* SELECTED TEXT
===============

Chambers conceded Cisco was sluggish to respond to competition after it “tripped”, but argued the headcount reduction and operational simplification program now in its 150th day would deliver improvements. 

“We were fat,” said Chambers. “I mean, we had an extra four or five inches around the waist line. Not one, but four or five. And that slowed decision making down and we got away from the basics.” 

HP’s lower-priced networking gear had caused Cisco trouble initially, Chambers admitted, but the computing giant’s overall strategy was now “really hurting them".

Chambers took the opportunity to counter HP’s claim that its UCS computing equipment would fail. 

“This was also the company that said we [Cisco] would never stay in the UCS business, that we would have to sell these on a foreign planet. Well, we’re selling a lot of them on a foreign planet,” said Chambers.

===============

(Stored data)
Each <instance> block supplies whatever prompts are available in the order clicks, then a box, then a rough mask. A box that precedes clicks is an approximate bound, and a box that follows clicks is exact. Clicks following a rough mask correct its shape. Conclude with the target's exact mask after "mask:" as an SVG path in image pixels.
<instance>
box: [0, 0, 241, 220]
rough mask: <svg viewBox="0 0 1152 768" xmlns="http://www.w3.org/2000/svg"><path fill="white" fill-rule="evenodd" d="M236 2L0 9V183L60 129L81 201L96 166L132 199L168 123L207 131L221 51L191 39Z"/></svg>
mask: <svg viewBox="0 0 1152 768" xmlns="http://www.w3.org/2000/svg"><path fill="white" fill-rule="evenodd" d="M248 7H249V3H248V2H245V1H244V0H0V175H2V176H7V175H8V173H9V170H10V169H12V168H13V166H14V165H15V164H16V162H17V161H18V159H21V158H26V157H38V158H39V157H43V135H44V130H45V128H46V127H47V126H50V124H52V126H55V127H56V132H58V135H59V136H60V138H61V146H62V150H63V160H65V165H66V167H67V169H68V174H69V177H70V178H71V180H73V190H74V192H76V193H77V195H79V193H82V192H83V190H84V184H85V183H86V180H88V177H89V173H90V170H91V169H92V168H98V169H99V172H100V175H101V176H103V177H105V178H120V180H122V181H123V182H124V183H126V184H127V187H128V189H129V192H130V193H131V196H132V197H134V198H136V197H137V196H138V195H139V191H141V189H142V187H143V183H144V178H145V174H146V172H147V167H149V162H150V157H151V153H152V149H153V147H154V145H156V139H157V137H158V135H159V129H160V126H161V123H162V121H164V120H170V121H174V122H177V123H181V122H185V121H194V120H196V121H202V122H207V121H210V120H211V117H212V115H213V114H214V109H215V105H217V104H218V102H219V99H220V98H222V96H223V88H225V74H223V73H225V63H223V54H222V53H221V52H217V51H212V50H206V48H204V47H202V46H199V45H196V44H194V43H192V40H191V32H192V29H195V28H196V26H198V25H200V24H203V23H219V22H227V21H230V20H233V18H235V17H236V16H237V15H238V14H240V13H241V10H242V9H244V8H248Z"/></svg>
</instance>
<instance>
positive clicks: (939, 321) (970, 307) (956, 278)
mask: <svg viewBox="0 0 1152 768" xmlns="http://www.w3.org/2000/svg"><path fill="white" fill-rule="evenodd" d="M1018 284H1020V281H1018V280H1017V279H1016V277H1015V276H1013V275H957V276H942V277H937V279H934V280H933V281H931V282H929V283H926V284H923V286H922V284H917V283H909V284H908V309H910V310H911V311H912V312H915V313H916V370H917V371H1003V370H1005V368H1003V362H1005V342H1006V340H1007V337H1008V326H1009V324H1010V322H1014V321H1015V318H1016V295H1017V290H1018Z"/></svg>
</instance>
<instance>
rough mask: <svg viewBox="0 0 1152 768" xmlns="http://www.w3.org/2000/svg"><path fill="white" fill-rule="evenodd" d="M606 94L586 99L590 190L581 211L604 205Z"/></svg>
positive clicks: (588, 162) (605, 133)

===============

* EXERCISE INSTRUCTIONS
1. In the Cisco article, how many days had the headcount reduction and operational simplification program been running?
2. Carry on the Cisco article from its final sentence.
The stored data has no connection to the Cisco article.

* ANSWERS TO EACH TASK
1. It was in its 150th day.

2.
Video would become the cornerstone of Cisco's strategy to drive demand for its networking kit. "I'm going to go out on a limb here and be very direct. I think video will be the platform for all communications in IT." 

Chambers defended Cisco's acquisition of the Flip video consumer business, which it shuttered in April ahead of its 6500 headcount reduction. 

“We missed on Flip. I was surprised, the market was surprised that we missed one. We’re always going to miss, at least a third of our bets.

"But by the way, as the CEO, if you’re going to miss one, you want to miss $500 million not $3.3 billion,” he said, referring to Cisco's earlier (more successful) acquisition of Tandberg. 

“There is only one other company [that] acquires well and that’s Oracle.”